▶ [Consegna] Nel testo su Marella Agnelli riportato più sotto, chi è il fotografo delle nozze?

In morte di Marella Agnelli

Aldo Cazzullo per il Corriere della Sera
Nelle immagini del matrimonio lei pare più alta di lui. Gianni Agnelli, non ancora guarito dal drammatico incidente d’auto sulla Costa Azzurra, si appoggia a due bastoni. Tight, orchidea all’occhiello. Lei, abito bianco, coroncina di satin, velo lungo. Il fotografo delle nozze è Robert Doisneau, che tre anni prima è diventato celebre fissando per sempre un bacio appassionato tra due giovani davanti all’Hôtel de Ville di Parigi. Il giorno dopo, gli sposi si imbarcheranno sulla Queen Elizabeth per New York, dove Marella Caracciolo di Castagneto sarà fotografata da Avedon. Un ritratto decisivo per l’iniziazione alla mondanità: l’amicizia con il giovane senatore del Massachusetts John Fitzgerald Kennedy – cui restano da vivere appena dieci anni – e sua moglie Jackie; la frequentazione con Truman Capote, che vorrà Marella al suo leggendario «Black and White Ball» al Plaza.

▶ [Dati forniti]
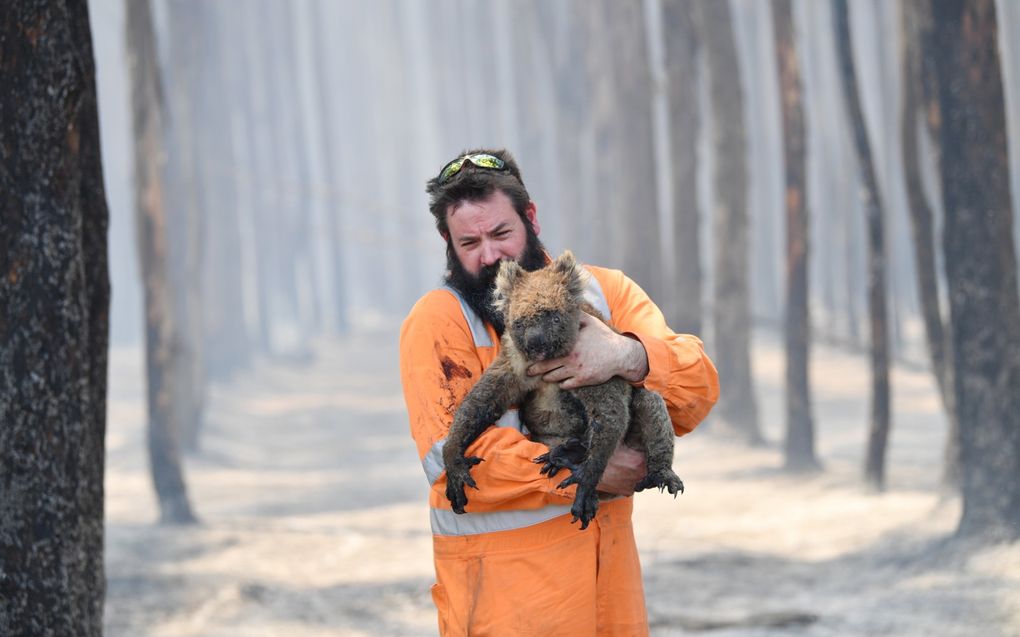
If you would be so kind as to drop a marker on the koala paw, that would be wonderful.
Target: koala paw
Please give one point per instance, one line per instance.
(565, 456)
(664, 479)
(584, 507)
(459, 476)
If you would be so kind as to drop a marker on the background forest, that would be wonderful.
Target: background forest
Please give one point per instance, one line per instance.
(823, 190)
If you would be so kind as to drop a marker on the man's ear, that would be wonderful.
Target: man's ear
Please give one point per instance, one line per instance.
(510, 273)
(531, 212)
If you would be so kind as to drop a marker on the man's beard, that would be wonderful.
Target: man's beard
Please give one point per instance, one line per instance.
(477, 290)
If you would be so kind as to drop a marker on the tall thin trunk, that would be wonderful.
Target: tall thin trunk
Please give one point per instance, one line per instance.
(731, 309)
(980, 265)
(634, 210)
(162, 337)
(328, 114)
(54, 308)
(916, 20)
(800, 443)
(874, 471)
(681, 49)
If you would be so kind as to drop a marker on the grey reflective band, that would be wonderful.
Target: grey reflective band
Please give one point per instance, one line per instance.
(432, 462)
(446, 522)
(595, 296)
(474, 322)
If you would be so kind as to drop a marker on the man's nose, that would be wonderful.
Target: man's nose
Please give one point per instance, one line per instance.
(490, 253)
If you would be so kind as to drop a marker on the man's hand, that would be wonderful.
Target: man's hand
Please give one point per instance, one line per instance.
(624, 470)
(599, 355)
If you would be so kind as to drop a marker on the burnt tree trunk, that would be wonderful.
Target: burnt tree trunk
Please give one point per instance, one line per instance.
(54, 308)
(731, 309)
(915, 25)
(800, 443)
(878, 432)
(681, 50)
(634, 209)
(327, 115)
(980, 265)
(161, 336)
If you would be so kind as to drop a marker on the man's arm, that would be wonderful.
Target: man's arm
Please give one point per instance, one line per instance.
(439, 366)
(647, 352)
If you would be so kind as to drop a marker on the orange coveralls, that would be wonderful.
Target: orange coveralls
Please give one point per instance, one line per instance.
(513, 564)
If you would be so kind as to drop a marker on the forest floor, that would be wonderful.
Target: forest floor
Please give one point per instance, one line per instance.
(314, 521)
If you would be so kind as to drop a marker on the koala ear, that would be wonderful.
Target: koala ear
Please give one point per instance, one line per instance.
(565, 262)
(510, 273)
(576, 276)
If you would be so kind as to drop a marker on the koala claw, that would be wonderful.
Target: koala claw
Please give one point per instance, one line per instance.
(458, 477)
(665, 480)
(584, 507)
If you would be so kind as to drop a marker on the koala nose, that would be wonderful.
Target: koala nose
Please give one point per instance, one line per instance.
(534, 339)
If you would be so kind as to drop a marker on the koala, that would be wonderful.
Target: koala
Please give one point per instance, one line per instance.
(581, 426)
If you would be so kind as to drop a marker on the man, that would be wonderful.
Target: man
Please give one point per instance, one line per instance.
(513, 564)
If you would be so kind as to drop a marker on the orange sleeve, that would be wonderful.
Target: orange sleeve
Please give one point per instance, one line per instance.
(439, 365)
(678, 368)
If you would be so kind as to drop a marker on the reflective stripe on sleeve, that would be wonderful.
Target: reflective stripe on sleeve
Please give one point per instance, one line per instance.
(474, 322)
(446, 522)
(432, 462)
(595, 296)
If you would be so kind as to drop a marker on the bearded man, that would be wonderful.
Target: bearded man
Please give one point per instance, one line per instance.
(513, 564)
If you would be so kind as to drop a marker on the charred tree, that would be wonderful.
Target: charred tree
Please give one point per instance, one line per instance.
(633, 209)
(800, 442)
(731, 308)
(874, 470)
(681, 49)
(915, 29)
(188, 152)
(162, 339)
(980, 265)
(54, 308)
(327, 115)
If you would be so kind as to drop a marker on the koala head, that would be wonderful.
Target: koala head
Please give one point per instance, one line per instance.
(542, 309)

▶ [Risposta scritta] Robert Doisneau.